* [YOUR INSTRUCTIONS] The span to copy runs from the line containing "cluster appears in the image." to the last line below. Copy it exactly, with nothing else.

START DATA FOR THE TASK

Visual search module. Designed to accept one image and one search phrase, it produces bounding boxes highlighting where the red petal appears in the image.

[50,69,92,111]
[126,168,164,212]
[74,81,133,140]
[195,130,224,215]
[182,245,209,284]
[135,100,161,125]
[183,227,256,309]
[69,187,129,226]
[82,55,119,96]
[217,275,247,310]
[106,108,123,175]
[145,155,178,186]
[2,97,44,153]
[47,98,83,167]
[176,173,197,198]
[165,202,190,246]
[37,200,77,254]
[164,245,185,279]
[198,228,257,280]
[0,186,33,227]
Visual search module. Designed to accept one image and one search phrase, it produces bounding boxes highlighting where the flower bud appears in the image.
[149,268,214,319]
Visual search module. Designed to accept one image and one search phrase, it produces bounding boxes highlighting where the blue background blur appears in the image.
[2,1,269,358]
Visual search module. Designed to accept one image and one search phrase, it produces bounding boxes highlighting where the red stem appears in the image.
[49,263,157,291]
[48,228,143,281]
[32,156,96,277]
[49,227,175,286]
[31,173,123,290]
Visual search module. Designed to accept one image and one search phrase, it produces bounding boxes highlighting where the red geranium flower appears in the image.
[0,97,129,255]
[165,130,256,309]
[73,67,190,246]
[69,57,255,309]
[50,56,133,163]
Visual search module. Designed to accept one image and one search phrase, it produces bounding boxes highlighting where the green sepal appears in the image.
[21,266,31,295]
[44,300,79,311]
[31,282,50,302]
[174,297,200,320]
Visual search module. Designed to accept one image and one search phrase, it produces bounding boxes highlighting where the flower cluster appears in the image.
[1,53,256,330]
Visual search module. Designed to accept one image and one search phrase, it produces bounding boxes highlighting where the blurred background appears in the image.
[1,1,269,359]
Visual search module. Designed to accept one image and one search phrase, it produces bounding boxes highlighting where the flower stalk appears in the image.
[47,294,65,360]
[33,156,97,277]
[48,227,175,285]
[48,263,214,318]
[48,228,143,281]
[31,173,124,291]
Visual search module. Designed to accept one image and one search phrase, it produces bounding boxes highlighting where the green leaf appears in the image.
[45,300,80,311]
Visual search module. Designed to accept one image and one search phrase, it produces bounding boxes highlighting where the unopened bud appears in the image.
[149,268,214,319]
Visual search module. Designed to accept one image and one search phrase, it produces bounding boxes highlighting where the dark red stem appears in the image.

END DATA FOR THE TASK

* [RESULT OF THE EXERCISE]
Visual search module. Designed to accept one image and one search phrase, it produces bounding boxes highlighting where the flower cluster appears in the image.
[1,53,256,330]
Visual search module. Designed to accept one image and one search phrase, it produces bounding boxes highlighting where the blurred background appears in the image.
[1,1,269,359]
Visual search module. Designed to accept one image and one search phrase, it produces bounding boxes highlighting where the flower stalk appears in the image.
[47,294,65,360]
[33,156,97,277]
[48,227,175,285]
[48,263,214,318]
[48,228,143,281]
[31,173,124,291]
Visual search module. Designed to accept one image and one search phrase, it produces bounding boxes highlighting where the green leaf appears in the image.
[45,300,80,311]
Visual search module. Designed to accept one image and one search phrase, it produces bounding boxes highlighting where the unopened bud appears in the image.
[149,268,214,319]
Visual search module. Designed to accept one image and one search phrase, it produces bounding boxes highlighting where the dark red stem appears in the image.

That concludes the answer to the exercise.